[Opening READING PASSAGE section]

From: The University of Queensland

A University of Queensland-led study has found millions of COVID-19 patients may have undiagnosed acute kidney injury (AKI).

AKI is a condition where the kidneys suddenly fail to filter waste from the blood, which can lead to serious illness or even death.

Existing data indicates approximately 20 per cent of patients admitted to hospital with COVID-19 develop AKI, rising to roughly 40 per cent for those in intensive care.

But UQ PhD candidate and kidney specialist Dr Marina Wainstein said the true numbers could be double those figures.

“Doctors look at the amount of urine a patient passes and the level of a compound called creatinine in the blood, which rises when the kidneys aren’t working well,” she said.

“However, if that creatinine rise occurs before a patient presents to hospital, we can miss the AKI diagnosis and fail to manage the patient appropriately in those early, critical days of hospitalisation.”

Dr Wainstein said when researchers also measured the fall in creatinine levels, which often follows the initial rise, the rate of AKI diagnosis in COVID-19 patients doubled.

[Closing READING PASSAGE section]
[Opening DATASET EXTRACT section]

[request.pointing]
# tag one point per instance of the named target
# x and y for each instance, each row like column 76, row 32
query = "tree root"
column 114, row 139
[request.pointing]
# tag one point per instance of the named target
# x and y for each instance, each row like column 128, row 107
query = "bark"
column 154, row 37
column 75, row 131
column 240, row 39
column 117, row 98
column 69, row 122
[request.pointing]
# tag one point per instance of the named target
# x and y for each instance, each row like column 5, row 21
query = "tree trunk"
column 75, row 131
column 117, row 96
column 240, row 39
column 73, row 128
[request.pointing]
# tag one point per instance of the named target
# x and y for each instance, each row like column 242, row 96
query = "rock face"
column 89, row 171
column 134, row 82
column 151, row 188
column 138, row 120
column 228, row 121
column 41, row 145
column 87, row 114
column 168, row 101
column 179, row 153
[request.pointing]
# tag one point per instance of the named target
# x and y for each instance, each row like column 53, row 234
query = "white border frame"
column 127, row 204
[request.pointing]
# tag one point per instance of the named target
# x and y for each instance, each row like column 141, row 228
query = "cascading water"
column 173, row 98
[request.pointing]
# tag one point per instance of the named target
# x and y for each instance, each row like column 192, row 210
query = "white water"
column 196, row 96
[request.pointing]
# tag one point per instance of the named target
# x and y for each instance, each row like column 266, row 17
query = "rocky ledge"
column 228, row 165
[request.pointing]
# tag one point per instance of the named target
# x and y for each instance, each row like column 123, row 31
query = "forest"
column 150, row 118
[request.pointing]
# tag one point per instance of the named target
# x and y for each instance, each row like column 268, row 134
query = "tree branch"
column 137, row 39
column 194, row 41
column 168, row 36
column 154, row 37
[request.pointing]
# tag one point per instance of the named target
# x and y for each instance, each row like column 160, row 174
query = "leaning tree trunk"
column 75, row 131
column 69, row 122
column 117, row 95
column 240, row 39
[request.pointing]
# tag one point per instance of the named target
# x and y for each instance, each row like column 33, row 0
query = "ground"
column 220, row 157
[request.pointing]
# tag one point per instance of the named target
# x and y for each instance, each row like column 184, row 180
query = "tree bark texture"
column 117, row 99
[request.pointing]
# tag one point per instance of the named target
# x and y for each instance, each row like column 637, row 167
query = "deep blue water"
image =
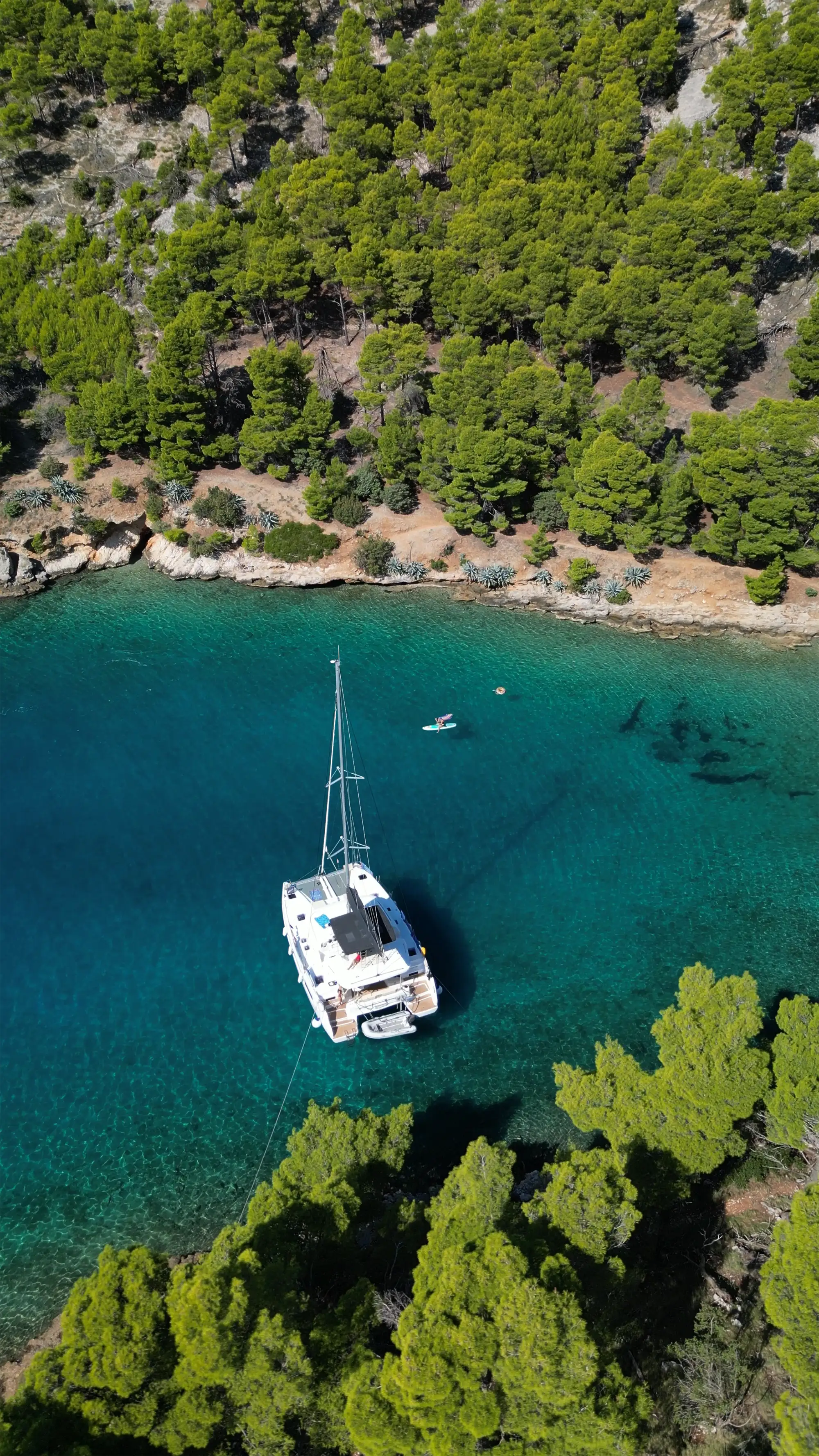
column 627, row 807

[Closing DATASET EXTRACT section]

REQUIRED WORK:
Answer these questions using the study report.
(a) According to existing data, approximately what percentage of patients admitted to hospital with COVID-19 develop acute kidney injury?
(b) What two measures do doctors look at to diagnose acute kidney injury?
(c) What happened to the rate of AKI diagnosis in COVID-19 patients when researchers also measured the fall in creatinine levels?
The items are independent material and have no connection to the study report.

RESPONSE TO THIS EXERCISE:
(a) Approximately 20 per cent, rising to roughly 40 per cent for those in intensive care.
(b) The amount of urine a patient passes and the level of creatinine in the blood.
(c) It doubled.